▶ **Exercise details**: Pull out each line of the material below that contains the word "black".

▶ **Excerpts from bounding box data**:
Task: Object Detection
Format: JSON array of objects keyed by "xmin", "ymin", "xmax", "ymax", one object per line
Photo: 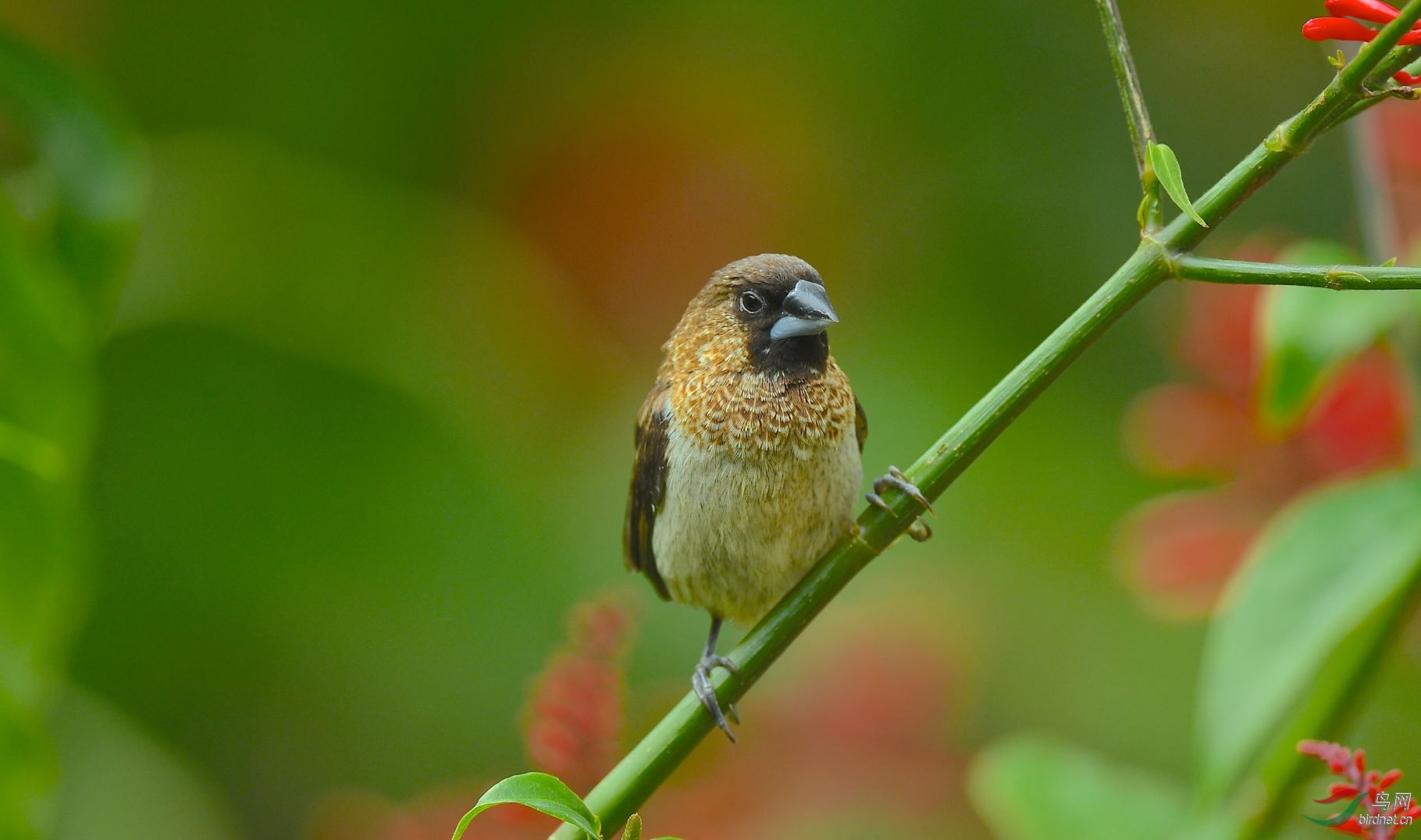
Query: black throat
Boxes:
[{"xmin": 750, "ymin": 329, "xmax": 828, "ymax": 376}]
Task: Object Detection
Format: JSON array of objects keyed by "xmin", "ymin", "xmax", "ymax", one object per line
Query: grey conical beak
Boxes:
[{"xmin": 770, "ymin": 280, "xmax": 839, "ymax": 341}]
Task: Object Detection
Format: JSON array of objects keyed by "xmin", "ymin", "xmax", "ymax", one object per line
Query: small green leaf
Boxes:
[
  {"xmin": 967, "ymin": 735, "xmax": 1212, "ymax": 840},
  {"xmin": 454, "ymin": 773, "xmax": 603, "ymax": 840},
  {"xmin": 1147, "ymin": 141, "xmax": 1209, "ymax": 227},
  {"xmin": 1259, "ymin": 240, "xmax": 1417, "ymax": 429},
  {"xmin": 1198, "ymin": 471, "xmax": 1421, "ymax": 802}
]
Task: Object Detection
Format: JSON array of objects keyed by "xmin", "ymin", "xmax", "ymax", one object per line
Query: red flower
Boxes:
[
  {"xmin": 1298, "ymin": 741, "xmax": 1421, "ymax": 840},
  {"xmin": 1303, "ymin": 0, "xmax": 1421, "ymax": 85},
  {"xmin": 1118, "ymin": 245, "xmax": 1411, "ymax": 617},
  {"xmin": 307, "ymin": 598, "xmax": 972, "ymax": 840},
  {"xmin": 523, "ymin": 597, "xmax": 632, "ymax": 793}
]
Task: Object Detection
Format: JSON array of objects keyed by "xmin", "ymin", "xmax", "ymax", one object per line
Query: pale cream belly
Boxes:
[{"xmin": 652, "ymin": 421, "xmax": 863, "ymax": 625}]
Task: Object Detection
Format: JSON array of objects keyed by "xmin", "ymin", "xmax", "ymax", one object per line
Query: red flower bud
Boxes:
[
  {"xmin": 1303, "ymin": 17, "xmax": 1381, "ymax": 41},
  {"xmin": 1324, "ymin": 0, "xmax": 1397, "ymax": 23},
  {"xmin": 1313, "ymin": 783, "xmax": 1362, "ymax": 804}
]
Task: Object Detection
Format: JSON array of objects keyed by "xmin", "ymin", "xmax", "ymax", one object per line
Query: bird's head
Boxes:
[{"xmin": 678, "ymin": 254, "xmax": 839, "ymax": 376}]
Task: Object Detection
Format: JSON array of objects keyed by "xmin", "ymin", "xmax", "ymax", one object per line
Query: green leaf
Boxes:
[
  {"xmin": 454, "ymin": 773, "xmax": 603, "ymax": 840},
  {"xmin": 1147, "ymin": 141, "xmax": 1209, "ymax": 227},
  {"xmin": 1196, "ymin": 471, "xmax": 1421, "ymax": 802},
  {"xmin": 1259, "ymin": 240, "xmax": 1418, "ymax": 429},
  {"xmin": 967, "ymin": 735, "xmax": 1199, "ymax": 840},
  {"xmin": 0, "ymin": 34, "xmax": 146, "ymax": 307},
  {"xmin": 0, "ymin": 34, "xmax": 142, "ymax": 838}
]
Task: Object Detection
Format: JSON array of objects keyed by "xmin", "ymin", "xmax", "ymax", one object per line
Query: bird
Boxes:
[{"xmin": 622, "ymin": 254, "xmax": 932, "ymax": 742}]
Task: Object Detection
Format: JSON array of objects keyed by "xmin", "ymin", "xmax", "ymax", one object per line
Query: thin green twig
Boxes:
[
  {"xmin": 1173, "ymin": 256, "xmax": 1421, "ymax": 290},
  {"xmin": 1095, "ymin": 0, "xmax": 1164, "ymax": 230}
]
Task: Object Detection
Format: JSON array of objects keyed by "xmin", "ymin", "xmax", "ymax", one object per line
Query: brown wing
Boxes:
[
  {"xmin": 854, "ymin": 393, "xmax": 868, "ymax": 454},
  {"xmin": 622, "ymin": 383, "xmax": 671, "ymax": 601}
]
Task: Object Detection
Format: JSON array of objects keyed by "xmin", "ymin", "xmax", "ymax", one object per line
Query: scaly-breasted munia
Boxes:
[{"xmin": 624, "ymin": 254, "xmax": 928, "ymax": 741}]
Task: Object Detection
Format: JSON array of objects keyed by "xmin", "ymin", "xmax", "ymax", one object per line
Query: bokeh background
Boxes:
[{"xmin": 0, "ymin": 0, "xmax": 1421, "ymax": 840}]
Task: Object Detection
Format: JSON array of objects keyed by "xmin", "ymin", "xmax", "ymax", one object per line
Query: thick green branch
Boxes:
[
  {"xmin": 1173, "ymin": 256, "xmax": 1421, "ymax": 289},
  {"xmin": 1095, "ymin": 0, "xmax": 1164, "ymax": 230},
  {"xmin": 553, "ymin": 6, "xmax": 1421, "ymax": 840}
]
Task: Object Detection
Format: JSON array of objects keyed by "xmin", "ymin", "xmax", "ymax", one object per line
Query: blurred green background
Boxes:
[{"xmin": 0, "ymin": 0, "xmax": 1421, "ymax": 838}]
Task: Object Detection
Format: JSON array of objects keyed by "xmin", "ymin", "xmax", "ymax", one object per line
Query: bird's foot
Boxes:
[
  {"xmin": 691, "ymin": 653, "xmax": 740, "ymax": 743},
  {"xmin": 865, "ymin": 466, "xmax": 936, "ymax": 543},
  {"xmin": 865, "ymin": 466, "xmax": 935, "ymax": 513}
]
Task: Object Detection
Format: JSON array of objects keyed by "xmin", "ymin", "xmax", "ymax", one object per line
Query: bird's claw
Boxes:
[
  {"xmin": 691, "ymin": 653, "xmax": 740, "ymax": 743},
  {"xmin": 865, "ymin": 466, "xmax": 936, "ymax": 517}
]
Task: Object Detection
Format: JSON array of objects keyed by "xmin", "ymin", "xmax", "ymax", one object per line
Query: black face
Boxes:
[{"xmin": 733, "ymin": 274, "xmax": 828, "ymax": 376}]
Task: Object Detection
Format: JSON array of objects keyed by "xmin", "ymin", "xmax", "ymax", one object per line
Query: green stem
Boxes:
[
  {"xmin": 1173, "ymin": 256, "xmax": 1421, "ymax": 289},
  {"xmin": 550, "ymin": 8, "xmax": 1421, "ymax": 840},
  {"xmin": 1095, "ymin": 0, "xmax": 1164, "ymax": 230}
]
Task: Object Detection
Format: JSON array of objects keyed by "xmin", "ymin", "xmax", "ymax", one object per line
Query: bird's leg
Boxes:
[
  {"xmin": 864, "ymin": 466, "xmax": 936, "ymax": 543},
  {"xmin": 691, "ymin": 615, "xmax": 740, "ymax": 743}
]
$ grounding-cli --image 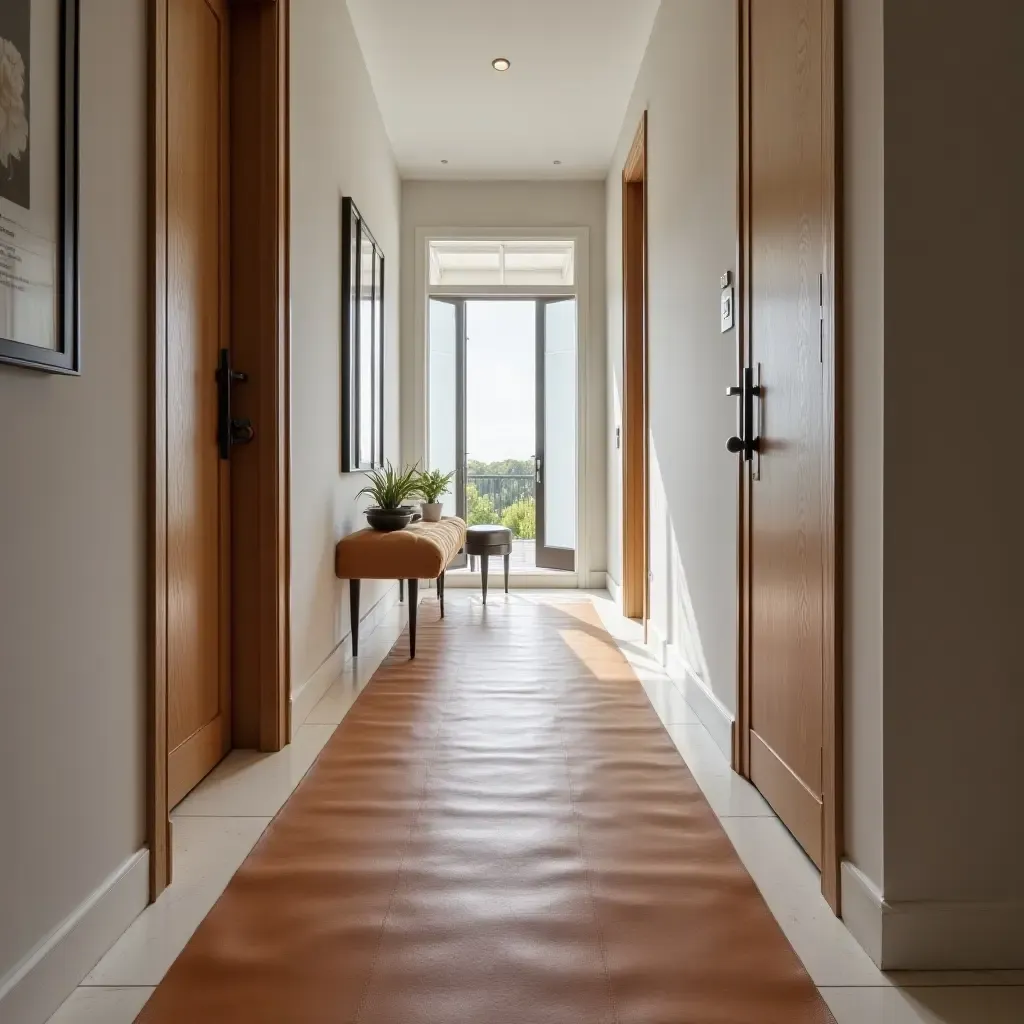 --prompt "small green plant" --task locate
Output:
[502,498,537,541]
[417,469,455,505]
[359,462,420,509]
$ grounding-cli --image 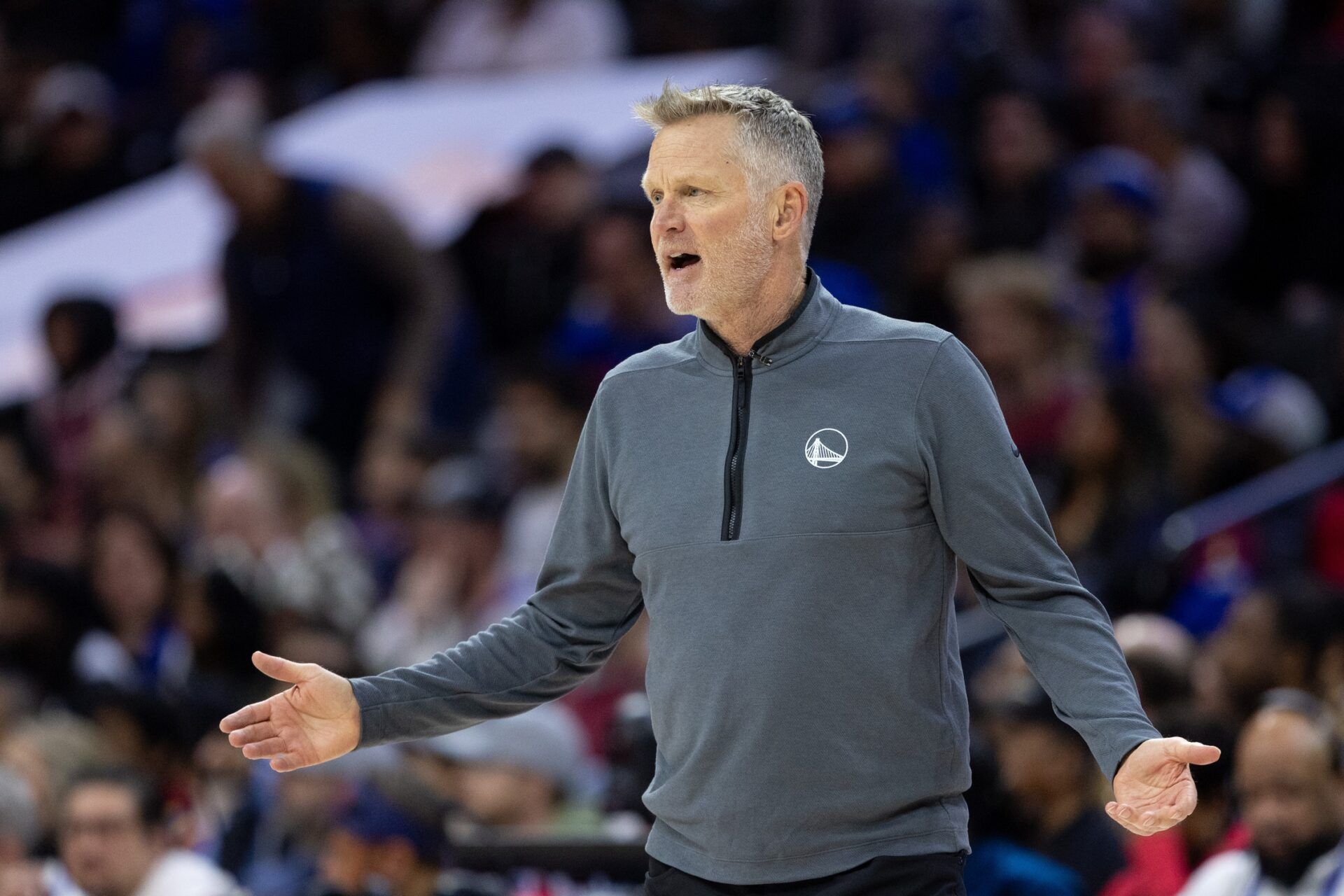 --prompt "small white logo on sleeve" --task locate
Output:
[802,428,849,470]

▶ **The answer**:
Query: black throat
Query: black face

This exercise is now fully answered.